Starting from the line that contains "In this exercise you will annotate the dark brown upper", reproduce each line exactly through the end of the material, and include no other lines.

Start RECORDS PROVIDED

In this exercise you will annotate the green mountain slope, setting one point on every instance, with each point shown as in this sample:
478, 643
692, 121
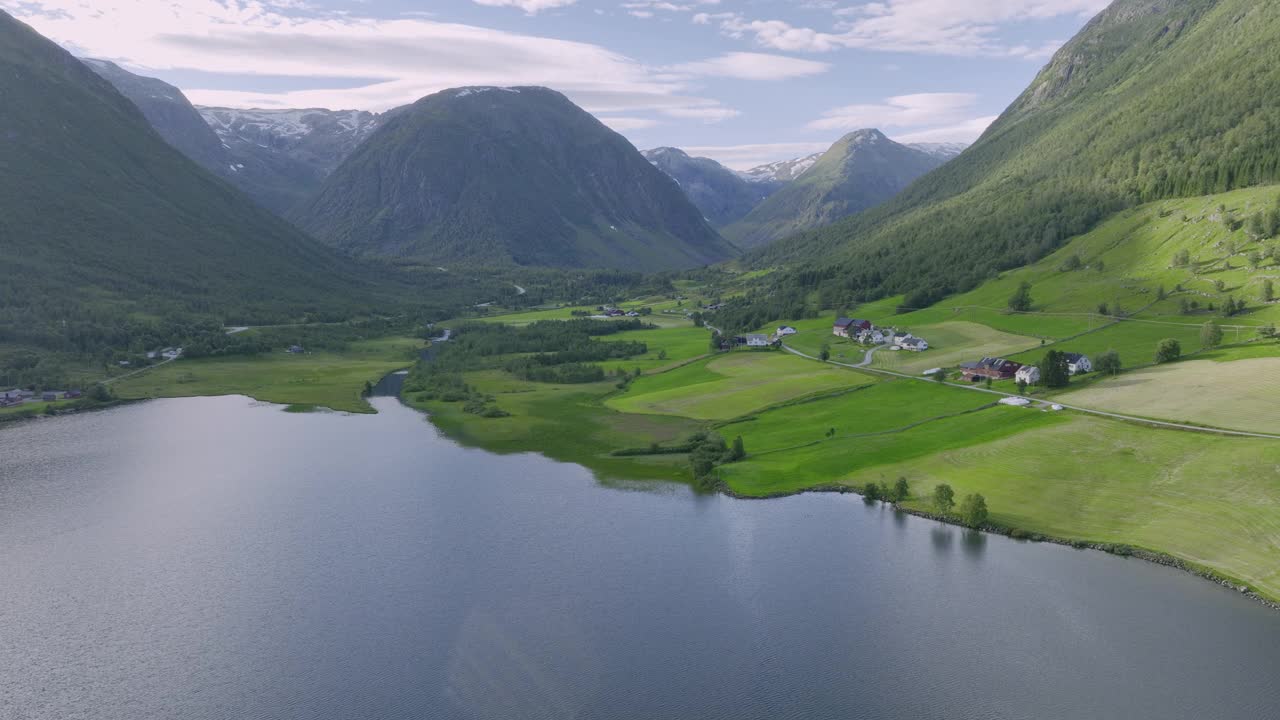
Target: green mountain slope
508, 176
860, 171
721, 194
101, 222
1151, 100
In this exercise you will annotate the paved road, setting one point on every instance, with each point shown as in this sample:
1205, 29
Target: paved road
867, 360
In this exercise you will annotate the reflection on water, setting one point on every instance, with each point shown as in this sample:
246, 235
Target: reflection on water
215, 557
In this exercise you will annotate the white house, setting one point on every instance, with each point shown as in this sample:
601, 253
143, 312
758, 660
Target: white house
1028, 374
1078, 364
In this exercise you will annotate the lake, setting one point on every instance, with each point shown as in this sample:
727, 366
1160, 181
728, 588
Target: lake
219, 557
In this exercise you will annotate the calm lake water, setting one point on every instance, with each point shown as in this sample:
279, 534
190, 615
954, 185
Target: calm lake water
220, 559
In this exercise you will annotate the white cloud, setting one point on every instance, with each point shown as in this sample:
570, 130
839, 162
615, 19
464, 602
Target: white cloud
967, 131
746, 156
752, 65
938, 27
410, 57
530, 7
901, 112
622, 124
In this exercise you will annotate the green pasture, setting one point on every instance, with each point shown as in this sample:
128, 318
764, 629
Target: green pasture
885, 406
324, 379
1205, 499
732, 384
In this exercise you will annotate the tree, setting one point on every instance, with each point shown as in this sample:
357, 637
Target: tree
1022, 299
973, 510
1168, 350
1055, 369
1211, 335
901, 490
1107, 363
944, 499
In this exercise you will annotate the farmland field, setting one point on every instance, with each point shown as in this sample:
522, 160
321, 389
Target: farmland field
1225, 395
1208, 500
734, 384
881, 408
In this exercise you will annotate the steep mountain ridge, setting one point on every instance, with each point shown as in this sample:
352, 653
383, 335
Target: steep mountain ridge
721, 194
516, 176
1152, 99
101, 218
860, 171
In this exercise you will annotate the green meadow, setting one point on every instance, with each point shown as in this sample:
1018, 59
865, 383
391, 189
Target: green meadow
323, 379
732, 384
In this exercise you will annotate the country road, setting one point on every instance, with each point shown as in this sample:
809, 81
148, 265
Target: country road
865, 368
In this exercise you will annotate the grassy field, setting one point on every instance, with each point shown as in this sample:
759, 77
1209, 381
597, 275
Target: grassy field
324, 379
830, 463
1208, 500
566, 423
732, 384
1239, 395
1134, 341
679, 343
951, 343
883, 406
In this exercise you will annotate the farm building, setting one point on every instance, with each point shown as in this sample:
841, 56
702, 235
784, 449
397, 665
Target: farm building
1028, 374
1078, 364
992, 368
848, 327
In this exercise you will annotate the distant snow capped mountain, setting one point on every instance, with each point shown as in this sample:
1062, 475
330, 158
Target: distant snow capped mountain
320, 139
782, 171
944, 150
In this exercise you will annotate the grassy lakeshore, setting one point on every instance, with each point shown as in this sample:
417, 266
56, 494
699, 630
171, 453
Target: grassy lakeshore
332, 379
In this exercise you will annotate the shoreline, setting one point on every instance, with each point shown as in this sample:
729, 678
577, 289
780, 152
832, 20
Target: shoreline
1119, 550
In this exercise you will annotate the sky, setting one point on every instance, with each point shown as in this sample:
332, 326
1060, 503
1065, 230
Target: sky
741, 81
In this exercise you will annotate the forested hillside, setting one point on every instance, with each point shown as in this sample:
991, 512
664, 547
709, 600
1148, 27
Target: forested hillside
1151, 100
105, 228
508, 176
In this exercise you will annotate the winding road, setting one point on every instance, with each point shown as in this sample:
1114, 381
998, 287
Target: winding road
867, 361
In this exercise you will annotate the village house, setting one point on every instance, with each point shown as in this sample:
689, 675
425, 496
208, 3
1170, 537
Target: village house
1028, 374
910, 342
1078, 364
846, 327
990, 368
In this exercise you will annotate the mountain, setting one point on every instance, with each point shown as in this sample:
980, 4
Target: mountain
944, 150
103, 220
520, 174
860, 171
275, 156
1151, 100
782, 171
300, 146
721, 194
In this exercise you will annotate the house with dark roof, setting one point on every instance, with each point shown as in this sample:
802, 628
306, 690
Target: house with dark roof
849, 327
990, 368
1078, 364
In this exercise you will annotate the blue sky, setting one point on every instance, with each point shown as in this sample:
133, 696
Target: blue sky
741, 81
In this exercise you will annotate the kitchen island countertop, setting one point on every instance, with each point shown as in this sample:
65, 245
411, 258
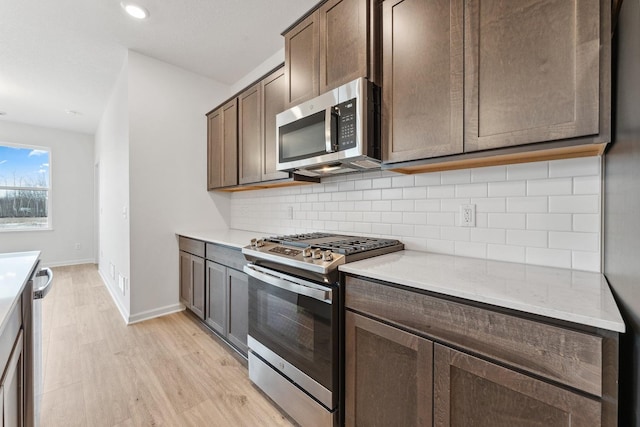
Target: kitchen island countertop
570, 295
15, 271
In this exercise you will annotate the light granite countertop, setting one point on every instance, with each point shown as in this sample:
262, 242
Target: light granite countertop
227, 237
15, 271
570, 295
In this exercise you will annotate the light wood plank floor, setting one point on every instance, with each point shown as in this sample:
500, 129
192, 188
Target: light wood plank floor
162, 372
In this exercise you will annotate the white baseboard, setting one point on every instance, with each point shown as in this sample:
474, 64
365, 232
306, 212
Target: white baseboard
122, 309
156, 312
72, 262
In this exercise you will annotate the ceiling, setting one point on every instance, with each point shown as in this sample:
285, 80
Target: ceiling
65, 55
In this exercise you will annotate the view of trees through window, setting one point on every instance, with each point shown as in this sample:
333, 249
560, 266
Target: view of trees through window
24, 187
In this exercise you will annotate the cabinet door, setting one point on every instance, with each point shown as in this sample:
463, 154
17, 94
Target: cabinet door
422, 62
198, 286
186, 279
238, 309
13, 386
388, 375
302, 52
273, 89
343, 42
214, 149
249, 134
230, 143
531, 71
473, 392
216, 314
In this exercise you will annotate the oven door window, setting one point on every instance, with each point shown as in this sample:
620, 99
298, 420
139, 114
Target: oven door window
296, 327
303, 138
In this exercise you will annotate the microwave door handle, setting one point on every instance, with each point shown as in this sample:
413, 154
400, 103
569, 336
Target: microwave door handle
328, 129
288, 285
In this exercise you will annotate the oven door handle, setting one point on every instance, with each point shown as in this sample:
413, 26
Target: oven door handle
291, 284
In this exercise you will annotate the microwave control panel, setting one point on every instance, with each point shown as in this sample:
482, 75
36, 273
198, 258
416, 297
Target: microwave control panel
347, 125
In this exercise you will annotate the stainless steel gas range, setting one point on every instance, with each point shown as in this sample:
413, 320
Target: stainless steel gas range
295, 319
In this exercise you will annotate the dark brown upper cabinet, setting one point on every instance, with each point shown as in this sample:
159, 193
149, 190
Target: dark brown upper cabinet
249, 135
422, 79
463, 77
333, 45
272, 103
532, 71
222, 135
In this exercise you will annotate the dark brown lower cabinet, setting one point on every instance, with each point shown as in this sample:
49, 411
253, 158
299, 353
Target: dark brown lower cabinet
469, 391
388, 375
192, 289
228, 304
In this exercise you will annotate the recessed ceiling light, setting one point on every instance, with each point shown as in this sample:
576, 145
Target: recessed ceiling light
135, 10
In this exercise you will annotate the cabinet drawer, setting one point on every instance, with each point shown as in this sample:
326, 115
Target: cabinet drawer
563, 355
225, 255
194, 247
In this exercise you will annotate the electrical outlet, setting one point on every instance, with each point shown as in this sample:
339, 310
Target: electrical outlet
467, 215
122, 283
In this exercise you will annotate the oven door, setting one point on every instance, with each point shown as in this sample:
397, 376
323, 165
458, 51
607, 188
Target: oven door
293, 325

End RECORDS PROVIDED

## REPLY TO THE TASK
In this exercise you will annotate the dark brown upper cabinet, setting one point on every instance, with each point shown as in this sample:
159, 193
149, 190
Target: dark brown upper cabinet
249, 135
422, 79
463, 77
333, 45
272, 103
532, 71
222, 135
In this exercise you will annotate the dark brown lower cabinet, setting one point on every instance, with each point shown as in this sample:
49, 411
253, 158
299, 353
Target: dark brown lower cabinet
469, 391
388, 375
192, 289
228, 304
In this exercise you will annotate the recessed ceiling light, setting one point on every instance, with each point shown as in this sample:
576, 145
Target: recessed ceiling light
135, 10
In this exercise you will annotate the cabinet drawer, setting one point on every instance, with each point shown as in this sample:
326, 115
Target: cabinet drawer
563, 355
225, 255
194, 247
In this exercise you will annotate the electrical outlet, setting one point on every instance, with each point shown as in this sample:
339, 310
Target: electrical outlet
467, 215
122, 283
In this exercise you will annotate the oven door, setting one point on every instance, with each point shown as in this sample:
397, 376
323, 165
458, 51
607, 188
Target: oven door
293, 325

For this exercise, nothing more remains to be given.